Top of GIVEN RECORDS

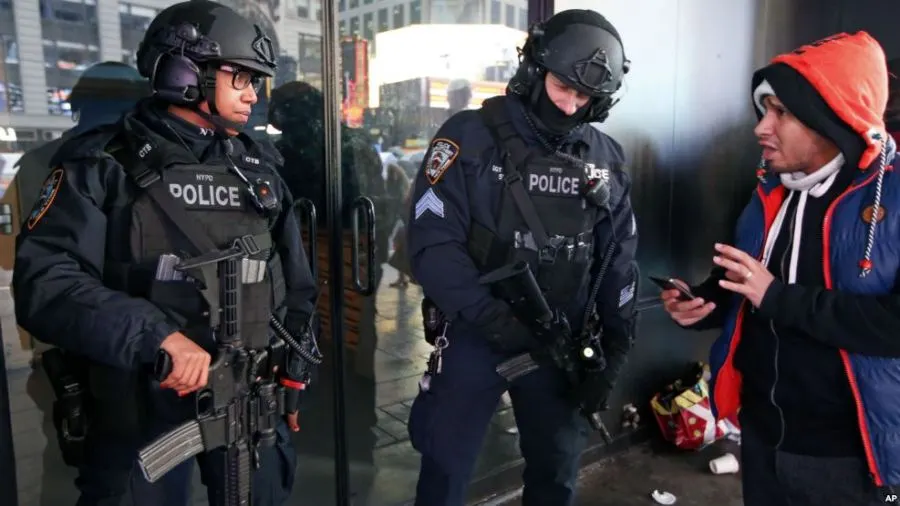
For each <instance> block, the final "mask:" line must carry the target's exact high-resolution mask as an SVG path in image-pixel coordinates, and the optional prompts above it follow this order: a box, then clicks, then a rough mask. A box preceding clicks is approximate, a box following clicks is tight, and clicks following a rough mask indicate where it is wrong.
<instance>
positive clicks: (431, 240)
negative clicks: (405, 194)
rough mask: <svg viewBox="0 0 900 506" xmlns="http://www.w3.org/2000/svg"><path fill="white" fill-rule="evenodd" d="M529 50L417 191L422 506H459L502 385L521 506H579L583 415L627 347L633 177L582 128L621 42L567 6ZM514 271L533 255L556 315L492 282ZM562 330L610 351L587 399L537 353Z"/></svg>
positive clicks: (540, 27) (488, 423) (620, 77)
mask: <svg viewBox="0 0 900 506" xmlns="http://www.w3.org/2000/svg"><path fill="white" fill-rule="evenodd" d="M520 52H521V56H520V67H519V69H518V72H517V73H516V74H515V76H514V77H513V79H512V80H511V81H510V83H509V85H508V88H507V93H506V95H505V96H500V97H494V98H491V99H488V100H487V101H485V103H484V104H483V106H482V108H481V110H480V111H463V112H460V113H458V114H456V115H455V116H453V117H452V118H450V119H449V120H448V121H447V123H445V124H444V125H443V126H442V128H441V129H440V130H439V131H438V133H437V134H436V136H435V138H434V139H433V141H432V143H431V146H430V148H429V151H428V153H427V155H426V157H425V160H424V163H423V167H422V169H421V171H420V174H419V176H418V179H417V181H416V186H415V190H414V194H413V197H412V206H411V207H412V209H411V215H410V217H409V221H408V223H409V225H408V226H409V232H408V242H409V255H410V258H411V262H412V272H413V275H414V276H415V278H416V279H417V280H418V281H419V282H420V283H421V286H422V288H423V291H424V293H425V296H426V300H425V302H424V307H423V313H424V314H425V315H426V318H425V327H426V339H429V340H433V342H434V344H435V352H434V353H433V354H432V357H431V359H430V360H429V364H428V370H427V371H426V373H425V375H424V376H423V378H422V381H421V382H420V393H419V395H418V396H417V398H416V400H415V402H414V404H413V407H412V411H411V413H410V419H409V432H410V437H411V440H412V444H413V446H414V447H415V448H416V449H417V450H418V451H419V452H420V453H421V454H422V460H421V469H420V474H419V482H418V486H417V496H416V504H417V505H423V506H424V505H428V506H439V505H461V504H464V500H465V492H466V486H467V483H468V481H469V479H470V478H471V475H472V469H473V465H474V463H475V460H476V457H477V455H478V451H479V448H480V446H481V443H482V440H483V438H484V435H485V432H486V430H487V427H488V424H489V421H490V419H491V417H492V415H493V414H494V412H495V410H496V408H497V404H498V401H499V399H500V397H501V395H502V394H503V392H504V391H506V390H508V391H509V393H510V396H511V398H512V403H513V408H514V411H515V416H516V424H517V426H518V429H519V433H520V437H521V439H520V446H521V450H522V454H523V456H524V458H525V460H526V462H527V467H526V470H525V474H524V482H525V489H524V495H523V504H525V505H527V506H538V505H540V506H544V505H568V504H572V503H573V497H574V493H575V480H576V472H577V469H578V457H579V454H580V453H581V451H582V449H583V448H584V445H585V442H586V438H587V434H588V426H589V424H588V421H587V420H588V417H587V416H585V415H587V414H588V413H598V412H600V411H602V410H604V409H605V403H606V401H607V399H608V396H609V393H610V391H611V390H612V388H613V385H614V382H615V380H616V377H617V376H618V375H619V373H620V372H621V370H622V367H623V366H624V364H625V361H626V356H627V354H628V352H629V350H630V349H631V346H632V341H633V338H634V332H635V321H636V311H635V296H636V293H637V282H638V270H637V264H636V261H635V250H636V248H637V240H638V235H637V229H636V223H635V220H634V216H633V214H632V208H631V201H630V188H631V183H630V179H629V177H628V175H627V174H626V172H625V171H624V170H623V166H624V163H625V159H624V154H623V152H622V148H621V146H620V145H619V144H618V143H616V142H615V141H614V140H613V139H611V138H610V137H608V136H607V135H605V134H603V133H601V132H600V131H599V130H597V129H595V128H592V127H591V126H590V125H588V123H590V122H600V121H603V120H604V119H605V118H606V117H607V115H608V113H609V110H610V108H611V107H612V106H613V105H614V104H615V102H616V99H615V96H614V94H615V93H616V92H617V91H618V90H619V88H620V86H621V85H622V81H623V79H624V76H625V74H626V72H627V71H628V66H629V62H628V60H627V59H626V58H625V53H624V49H623V46H622V42H621V39H620V37H619V34H618V32H617V31H616V29H615V28H614V27H613V26H612V25H611V24H610V23H609V22H608V21H607V20H606V19H605V18H604V17H603V16H601V15H600V14H598V13H596V12H593V11H589V10H568V11H564V12H560V13H558V14H556V15H554V16H553V17H552V18H550V19H549V20H547V21H546V22H544V23H540V24H537V25H535V26H533V27H532V28H531V29H530V31H529V36H528V39H527V41H526V43H525V44H524V47H523V48H522V49H521V51H520ZM513 262H527V266H528V268H529V269H530V271H531V273H532V274H533V276H534V278H533V279H536V281H537V285H538V287H539V293H540V294H542V295H543V298H544V300H545V301H546V303H547V304H548V305H549V307H550V308H551V309H552V313H553V319H552V320H551V321H549V322H543V323H542V324H541V325H538V324H537V322H534V317H535V315H529V314H527V312H523V311H520V310H519V308H520V306H518V304H519V302H520V300H519V299H523V298H525V297H528V294H526V293H510V291H509V290H508V289H507V290H506V291H505V292H502V291H500V290H498V289H497V287H498V286H499V285H495V284H487V283H488V278H489V277H490V276H488V275H489V274H490V273H496V272H498V271H497V269H500V268H502V267H504V266H507V265H509V264H511V263H513ZM518 265H521V264H518ZM526 272H527V271H526ZM522 286H524V285H522ZM532 302H533V301H532ZM435 309H436V310H437V311H435ZM435 315H437V316H435ZM583 331H584V332H585V333H582V332H583ZM559 335H563V336H567V335H571V336H580V335H588V336H589V337H591V338H592V339H593V338H597V339H598V340H599V342H600V343H601V345H602V346H600V348H602V352H603V354H604V361H603V362H605V363H604V364H603V365H601V366H598V368H597V369H595V371H599V373H597V374H598V375H597V376H596V381H594V382H593V383H591V385H592V387H591V388H590V389H589V391H586V392H581V393H582V394H587V398H590V399H592V401H591V403H592V404H593V405H587V404H585V403H583V402H580V401H577V400H576V399H575V398H574V396H573V391H572V385H571V384H569V383H568V382H567V381H566V379H565V378H566V376H565V375H564V374H563V372H562V371H561V369H559V368H557V367H555V366H554V365H552V364H551V363H549V362H547V361H546V360H545V359H544V358H545V357H544V355H542V354H543V353H544V350H546V349H547V346H548V344H549V343H551V342H553V340H554V339H555V338H557V337H558V336H559ZM522 353H531V354H532V356H533V357H534V358H535V360H536V361H538V362H539V363H540V364H541V367H540V368H538V369H537V370H535V371H534V372H531V373H530V374H526V375H524V376H521V377H519V378H518V379H514V380H512V381H511V382H510V381H507V380H505V379H504V377H502V376H501V375H500V374H499V371H500V369H499V368H498V366H499V365H501V364H503V363H507V362H506V361H507V360H509V359H510V358H511V357H515V356H517V355H518V354H522ZM542 357H544V358H542ZM598 363H599V362H598ZM595 427H596V424H595Z"/></svg>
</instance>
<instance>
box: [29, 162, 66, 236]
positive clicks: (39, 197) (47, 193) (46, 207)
mask: <svg viewBox="0 0 900 506" xmlns="http://www.w3.org/2000/svg"><path fill="white" fill-rule="evenodd" d="M64 177H65V174H64V173H63V169H62V168H58V169H55V170H54V171H53V172H51V173H50V175H49V176H47V179H44V184H43V185H41V193H40V195H38V200H37V202H35V203H34V207H33V208H32V209H31V214H30V215H28V223H27V226H28V230H31V229H33V228H34V227H35V226H36V225H37V224H38V222H39V221H41V218H43V217H44V215H45V214H47V210H48V209H50V206H52V205H53V201H54V200H55V199H56V194H57V193H58V192H59V187H60V185H61V184H62V181H63V178H64Z"/></svg>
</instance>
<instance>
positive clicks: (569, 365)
mask: <svg viewBox="0 0 900 506" xmlns="http://www.w3.org/2000/svg"><path fill="white" fill-rule="evenodd" d="M480 282H481V283H483V284H488V285H491V286H492V288H493V290H494V293H495V295H496V296H497V297H498V298H500V299H502V300H504V301H506V302H507V303H508V304H509V305H510V307H511V308H512V310H513V314H514V315H515V316H516V318H518V319H519V320H520V321H522V322H523V323H525V324H526V325H528V326H529V327H530V328H532V329H533V330H534V331H535V333H536V334H537V335H538V336H539V337H540V340H541V342H542V344H543V345H544V347H543V348H542V349H540V350H538V351H536V352H532V353H523V354H521V355H517V356H515V357H513V358H511V359H509V360H506V361H504V362H502V363H501V364H500V365H498V366H497V369H496V370H497V373H498V374H499V375H500V376H502V377H503V378H504V379H506V380H507V381H514V380H516V379H517V378H520V377H522V376H525V375H527V374H530V373H532V372H533V371H535V370H537V369H538V368H539V367H540V363H541V362H546V361H547V359H549V361H550V362H551V363H552V364H553V365H554V366H555V367H557V368H558V369H560V370H562V371H563V372H564V373H565V375H566V378H567V380H568V382H569V387H570V392H571V394H572V397H573V398H574V400H575V402H576V403H577V404H578V407H579V410H580V411H581V414H582V415H583V416H584V417H585V418H587V420H588V422H589V423H590V424H591V426H592V427H593V428H594V429H595V430H597V431H599V432H600V434H601V435H602V436H603V438H604V439H605V440H606V441H607V442H610V441H611V440H612V437H611V436H610V434H609V431H608V430H607V429H606V426H605V425H604V424H603V420H602V419H601V418H600V412H601V409H602V408H603V407H602V406H600V405H598V404H599V402H598V400H600V399H599V398H600V397H605V394H607V393H608V391H607V392H598V391H597V390H598V389H599V388H601V387H602V381H600V380H601V379H602V374H603V372H604V370H605V369H606V360H605V358H604V354H603V348H602V346H601V344H600V333H599V332H596V333H594V332H592V331H591V330H590V329H589V328H587V327H588V325H585V328H584V329H582V331H581V334H580V335H579V336H573V335H572V331H571V328H570V327H569V322H568V320H567V318H566V316H565V315H564V314H563V313H562V312H560V311H553V310H551V309H550V306H549V304H548V303H547V300H546V299H545V298H544V295H543V293H541V289H540V287H539V286H538V284H537V280H536V279H535V278H534V274H533V273H532V272H531V269H530V268H529V266H528V263H527V262H516V263H513V264H508V265H506V266H503V267H500V268H499V269H497V270H495V271H492V272H490V273H488V274H486V275H484V276H482V278H481V279H480ZM591 323H593V324H594V325H591V326H592V327H597V328H598V329H599V327H600V326H599V321H597V320H594V321H593V322H591ZM600 401H601V402H602V400H600Z"/></svg>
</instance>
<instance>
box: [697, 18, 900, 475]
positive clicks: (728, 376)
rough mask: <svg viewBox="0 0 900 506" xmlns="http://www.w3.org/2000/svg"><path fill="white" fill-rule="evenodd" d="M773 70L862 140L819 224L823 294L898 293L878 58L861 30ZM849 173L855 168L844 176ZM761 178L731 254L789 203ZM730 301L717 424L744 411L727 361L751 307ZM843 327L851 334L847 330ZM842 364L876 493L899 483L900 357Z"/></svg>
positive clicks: (893, 180)
mask: <svg viewBox="0 0 900 506" xmlns="http://www.w3.org/2000/svg"><path fill="white" fill-rule="evenodd" d="M772 63H784V64H787V65H790V66H791V67H793V68H794V69H795V70H796V71H798V72H799V73H800V74H801V75H802V76H803V77H805V78H806V80H807V81H809V82H810V83H811V84H812V85H813V86H814V87H815V88H816V89H817V90H818V92H819V94H820V95H821V96H822V98H823V99H824V100H825V102H826V103H827V104H828V105H829V107H830V108H831V109H832V110H833V111H834V112H835V113H836V114H837V115H838V117H839V118H840V119H841V120H843V121H844V122H845V123H846V124H847V125H849V126H850V127H851V128H852V129H853V130H854V131H856V132H857V133H858V134H859V135H860V137H862V138H863V139H864V140H865V141H866V146H867V149H866V151H865V152H864V153H863V155H862V156H861V157H860V160H859V164H858V167H859V169H858V170H859V173H858V174H857V176H856V177H855V179H854V181H853V183H852V184H851V185H850V186H849V187H848V188H847V189H846V190H845V191H844V192H843V193H842V194H841V195H840V196H839V197H837V198H836V199H835V200H834V202H832V203H831V205H830V206H829V207H828V210H827V212H826V214H825V217H824V220H823V223H822V228H823V259H824V262H823V265H822V269H823V271H824V278H825V285H826V286H825V288H826V289H828V290H838V291H841V292H846V293H850V294H858V295H859V296H860V302H859V303H866V301H867V300H871V299H866V298H865V296H884V295H890V294H896V293H897V288H898V286H900V282H898V281H900V277H898V273H900V177H898V174H896V172H895V171H893V167H892V165H891V164H892V163H893V162H894V153H895V151H896V149H895V144H894V142H893V140H892V139H891V137H890V136H889V135H888V134H887V133H886V131H885V127H884V123H883V121H882V114H883V112H884V106H885V104H886V102H887V89H888V87H887V71H886V66H885V57H884V52H883V50H882V49H881V47H880V46H879V45H878V43H877V42H875V40H874V39H872V38H871V37H870V36H869V35H868V34H866V33H865V32H858V33H856V34H853V35H848V34H839V35H837V36H834V37H830V38H828V39H825V40H823V41H820V42H817V43H814V44H811V45H808V46H804V47H802V48H800V49H798V50H796V51H794V52H791V53H788V54H784V55H780V56H778V57H776V58H775V59H773V61H772ZM848 169H851V167H845V168H844V169H843V170H848ZM854 170H855V169H854ZM760 176H761V182H760V184H759V185H758V187H757V189H756V191H755V193H754V194H753V196H752V198H751V200H750V203H749V204H748V205H747V207H746V208H745V209H744V211H743V213H742V214H741V216H740V218H739V219H738V223H737V227H736V231H735V233H736V235H735V246H736V247H737V248H740V249H741V250H743V251H745V252H747V253H748V254H750V255H752V256H754V257H755V258H757V259H759V258H760V257H761V256H762V250H763V246H764V244H765V241H766V235H767V233H768V231H769V229H770V227H771V225H772V223H773V222H774V221H775V217H776V215H777V213H778V210H779V209H780V207H781V204H782V202H783V201H784V199H785V197H786V195H787V191H786V189H785V187H784V186H782V185H781V182H780V180H779V178H778V177H777V176H775V175H764V174H760ZM873 206H874V209H875V210H876V211H875V212H874V213H873ZM873 215H874V216H875V217H876V218H875V219H872V216H873ZM732 301H733V302H732V303H731V304H730V307H729V308H728V310H727V316H726V318H725V324H724V326H723V330H722V334H721V335H720V337H719V338H718V339H717V340H716V341H715V343H714V344H713V347H712V350H711V355H710V365H711V368H712V373H713V376H712V380H711V384H710V391H711V392H712V393H711V397H712V401H713V402H712V405H713V410H714V412H715V413H716V415H717V416H718V417H719V418H724V417H733V416H734V415H736V414H737V412H738V410H739V408H740V406H741V400H740V391H741V381H742V378H741V373H740V371H738V370H737V369H736V368H735V367H734V363H733V357H734V352H735V350H736V349H737V346H738V343H739V342H740V340H741V329H742V323H743V319H744V316H745V314H746V312H747V311H749V310H751V306H750V304H749V302H747V301H746V299H744V298H743V297H740V296H734V297H733V298H732ZM809 317H811V318H812V317H814V315H809ZM844 323H845V325H843V326H846V328H847V329H848V332H852V330H850V329H853V328H854V326H853V322H844ZM843 326H842V327H843ZM862 327H863V325H859V326H858V327H857V328H862ZM897 339H898V340H900V328H898V329H897ZM841 356H842V358H843V362H844V368H845V370H846V374H847V381H848V382H849V384H850V388H851V391H852V392H853V395H854V398H855V400H856V408H857V412H858V420H859V428H860V432H861V434H862V437H863V443H864V447H865V451H866V460H867V462H868V465H869V469H870V472H871V474H872V478H873V480H874V482H875V484H876V485H878V486H885V485H900V359H898V358H886V357H875V356H869V355H862V354H857V353H851V352H848V351H846V350H841ZM797 366H798V367H802V364H797Z"/></svg>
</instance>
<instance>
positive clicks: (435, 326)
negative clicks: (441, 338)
mask: <svg viewBox="0 0 900 506" xmlns="http://www.w3.org/2000/svg"><path fill="white" fill-rule="evenodd" d="M422 324H423V325H422V327H423V328H424V330H425V341H426V342H427V343H428V344H430V345H432V346H435V344H434V343H435V342H436V341H437V338H438V337H440V336H444V335H445V333H446V330H447V325H448V324H449V320H448V319H447V315H446V314H444V312H443V311H441V309H440V308H439V307H437V305H436V304H435V303H434V301H433V300H431V299H429V298H428V297H425V298H424V299H423V300H422ZM445 337H446V336H445Z"/></svg>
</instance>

Bottom of GIVEN RECORDS

Wherever the word "positive" turns up in the material, copy the whole line.

positive clicks: (431, 240)
positive clicks: (540, 27) (488, 423) (620, 77)
positive clicks: (39, 197) (47, 193) (46, 207)
positive clicks: (569, 365)
positive clicks: (728, 376)
positive clicks: (893, 180)
positive clicks: (435, 326)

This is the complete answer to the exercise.